[Pointing and labeling entries]
□ □ □ □

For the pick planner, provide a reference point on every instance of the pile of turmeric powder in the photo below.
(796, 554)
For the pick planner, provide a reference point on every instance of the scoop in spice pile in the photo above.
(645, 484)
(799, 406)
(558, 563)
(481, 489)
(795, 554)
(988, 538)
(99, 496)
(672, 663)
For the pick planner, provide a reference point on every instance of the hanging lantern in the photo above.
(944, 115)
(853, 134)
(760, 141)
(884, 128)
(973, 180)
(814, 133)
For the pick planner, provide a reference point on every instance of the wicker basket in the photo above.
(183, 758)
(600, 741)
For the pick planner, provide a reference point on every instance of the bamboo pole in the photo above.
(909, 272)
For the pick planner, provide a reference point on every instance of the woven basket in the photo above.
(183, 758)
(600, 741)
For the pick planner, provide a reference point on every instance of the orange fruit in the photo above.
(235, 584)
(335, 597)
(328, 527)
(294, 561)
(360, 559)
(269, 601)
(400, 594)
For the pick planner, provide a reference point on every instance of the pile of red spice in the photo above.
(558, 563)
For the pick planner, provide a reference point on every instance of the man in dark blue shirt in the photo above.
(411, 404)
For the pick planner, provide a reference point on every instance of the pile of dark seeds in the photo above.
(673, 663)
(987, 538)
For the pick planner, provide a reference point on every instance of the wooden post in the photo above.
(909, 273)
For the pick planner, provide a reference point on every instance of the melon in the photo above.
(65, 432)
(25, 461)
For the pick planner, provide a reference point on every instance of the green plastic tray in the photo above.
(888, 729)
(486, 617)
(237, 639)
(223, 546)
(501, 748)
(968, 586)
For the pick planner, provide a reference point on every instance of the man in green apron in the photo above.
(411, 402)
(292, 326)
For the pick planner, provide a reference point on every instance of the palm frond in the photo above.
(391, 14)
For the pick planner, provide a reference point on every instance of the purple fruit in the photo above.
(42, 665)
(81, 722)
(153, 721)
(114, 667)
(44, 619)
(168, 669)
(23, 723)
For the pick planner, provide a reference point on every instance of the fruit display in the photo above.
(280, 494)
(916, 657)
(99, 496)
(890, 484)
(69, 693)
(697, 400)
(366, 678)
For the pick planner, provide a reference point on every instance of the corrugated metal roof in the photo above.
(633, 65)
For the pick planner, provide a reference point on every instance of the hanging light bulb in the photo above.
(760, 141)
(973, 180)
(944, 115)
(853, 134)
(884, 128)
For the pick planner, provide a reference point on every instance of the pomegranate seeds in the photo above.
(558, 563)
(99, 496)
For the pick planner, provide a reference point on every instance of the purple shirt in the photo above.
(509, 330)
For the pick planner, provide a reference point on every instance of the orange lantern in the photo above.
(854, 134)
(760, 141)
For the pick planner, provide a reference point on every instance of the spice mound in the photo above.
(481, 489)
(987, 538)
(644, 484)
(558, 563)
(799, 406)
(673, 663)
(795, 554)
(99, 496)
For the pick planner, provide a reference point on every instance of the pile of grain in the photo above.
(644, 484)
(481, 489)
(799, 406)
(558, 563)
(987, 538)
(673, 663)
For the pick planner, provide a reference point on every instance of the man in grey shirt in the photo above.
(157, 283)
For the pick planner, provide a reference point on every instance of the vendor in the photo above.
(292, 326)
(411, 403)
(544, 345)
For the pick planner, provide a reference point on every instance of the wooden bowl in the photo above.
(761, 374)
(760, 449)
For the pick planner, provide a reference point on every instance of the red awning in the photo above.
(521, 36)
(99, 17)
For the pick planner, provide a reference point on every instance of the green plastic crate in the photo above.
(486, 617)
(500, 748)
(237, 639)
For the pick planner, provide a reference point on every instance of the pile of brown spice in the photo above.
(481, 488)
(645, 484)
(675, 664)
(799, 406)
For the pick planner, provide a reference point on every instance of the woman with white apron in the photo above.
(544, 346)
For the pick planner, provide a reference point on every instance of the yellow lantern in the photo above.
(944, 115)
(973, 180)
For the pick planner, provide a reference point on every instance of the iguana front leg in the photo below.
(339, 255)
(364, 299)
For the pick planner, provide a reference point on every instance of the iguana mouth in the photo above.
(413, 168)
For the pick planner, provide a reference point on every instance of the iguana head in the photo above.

□ □ □ □

SET PROBLEM
Put each line of the material above into a JSON list of strings, one string per line, and leave out any blank lines.

THE ANSWER
[
  "For the pick planner, provide a reference point on every instance of the pile of turmeric powder in the photo below.",
  "(796, 554)",
  "For the pick planner, provide a reference point on every instance of the scoop in spice pile in the photo above.",
  "(645, 484)",
  "(799, 406)",
  "(558, 563)",
  "(481, 489)",
  "(795, 554)",
  "(988, 538)",
  "(99, 496)",
  "(672, 663)",
  "For the pick planner, provide a reference point on every instance of the hanging lantern in the photo above.",
  "(944, 115)",
  "(853, 134)",
  "(760, 141)",
  "(884, 128)",
  "(973, 180)",
  "(814, 133)",
  "For the pick planner, provide a reference point on every instance of the wicker basket in the photo above.",
  "(183, 758)",
  "(600, 741)",
  "For the pick planner, provide a reference point on every instance of the bamboo pole in the photo above.",
  "(909, 272)",
  "For the pick planner, provide a reference point on every instance of the woven basket in the photo above.",
  "(183, 758)",
  "(600, 741)",
  "For the pick planner, provide a reference point on every instance of the orange fruit in the photo above.",
  "(235, 584)",
  "(335, 597)",
  "(328, 527)",
  "(294, 561)",
  "(360, 559)",
  "(269, 601)",
  "(400, 594)",
  "For the pick planner, provide a reference point on every instance of the pile of red spice in the photo above.",
  "(558, 563)",
  "For the pick planner, provide a reference point on every instance of the man in dark blue shirt in the photo above.",
  "(411, 404)",
  "For the pick planner, provide a reference point on every instance of the pile of dark seeds in the photo above.",
  "(673, 663)",
  "(987, 538)",
  "For the pick planner, provide a reference point on every instance of the wooden post in the photo above.",
  "(909, 273)",
  "For the pick planner, provide a reference point on every instance of the melon in the photo above.",
  "(65, 432)",
  "(25, 461)",
  "For the pick planner, provide a reference point on every instance of the green plastic tray in the photo above.",
  "(888, 729)",
  "(486, 617)",
  "(237, 639)",
  "(223, 546)",
  "(501, 748)",
  "(968, 586)",
  "For the pick planner, provide a reference point on every instance of the man in green apron in the photo above.",
  "(411, 402)",
  "(292, 326)",
  "For the pick planner, provide a reference point on every instance of the palm frond in the photo above.",
  "(391, 14)",
  "For the pick planner, provide a reference point on every instance of the purple fruit in the photo above.",
  "(42, 665)",
  "(81, 722)",
  "(153, 721)",
  "(114, 667)",
  "(44, 619)",
  "(168, 669)",
  "(23, 723)",
  "For the pick planner, provide a reference point on every instance of the fruit display in the photo above.",
  "(280, 494)",
  "(916, 657)",
  "(99, 496)",
  "(890, 484)",
  "(69, 693)",
  "(697, 400)",
  "(366, 678)",
  "For the pick planner, provide a reference point on every instance of the corrugated metal roof in the photo above.",
  "(633, 65)",
  "For the pick planner, provide a reference point on every instance of the hanging light bulb in the photo above.",
  "(760, 141)",
  "(973, 180)",
  "(944, 115)",
  "(853, 134)",
  "(884, 128)",
  "For the pick planner, provide a reference point on every instance of the pomegranate seeds in the photo above.",
  "(558, 563)",
  "(99, 496)",
  "For the pick planner, provide a reference point on every instance of the purple shirt in the photo above.",
  "(509, 330)",
  "For the pick planner, provide a reference point on every instance of the orange lantern in the photo above.",
  "(854, 134)",
  "(760, 141)",
  "For the pick planner, provide a reference point on every instance of the spice mound in the photo above.",
  "(481, 489)",
  "(987, 538)",
  "(644, 484)",
  "(558, 563)",
  "(799, 406)",
  "(673, 663)",
  "(795, 554)",
  "(99, 496)",
  "For the pick planner, provide a reference point on every instance of the pile of grain in the photo above.",
  "(644, 484)",
  "(481, 489)",
  "(799, 406)",
  "(558, 563)",
  "(987, 538)",
  "(673, 663)",
  "For the pick planner, provide a reference point on every instance of the man in grey shirt in the photo above.",
  "(157, 283)",
  "For the pick planner, provide a reference point on every instance of the vendor in the photo above.",
  "(292, 326)",
  "(411, 403)",
  "(544, 345)",
  "For the pick planner, provide a reference point on every instance of the wooden bowl in the photo above.",
  "(761, 374)",
  "(760, 449)",
  "For the pick planner, provide a reference point on every instance of the red awning in the photo above.",
  "(521, 36)",
  "(99, 17)",
  "For the pick planner, provide a reference point on every instance of the green plastic crate in the photo above.",
  "(486, 617)",
  "(500, 748)",
  "(237, 639)",
  "For the pick planner, provide a reference point on every instance of the pile of brown spice in the photo above.",
  "(481, 488)",
  "(645, 484)",
  "(675, 664)",
  "(799, 406)",
  "For the pick planner, provide a reference point on every instance of the woman with white apron in the photo above.",
  "(544, 346)",
  "For the pick planner, provide a reference point on every instance of the yellow lantern in the photo above.",
  "(944, 115)",
  "(973, 180)",
  "For the pick planner, provide a reference point on every instance of the iguana front leg in the photo below.",
  "(339, 255)",
  "(364, 299)",
  "For the pick planner, provide a reference point on every instance of the iguana mouth in the photo above.",
  "(413, 168)",
  "For the pick planner, provide a reference point on every instance of the iguana head in the photo above."
]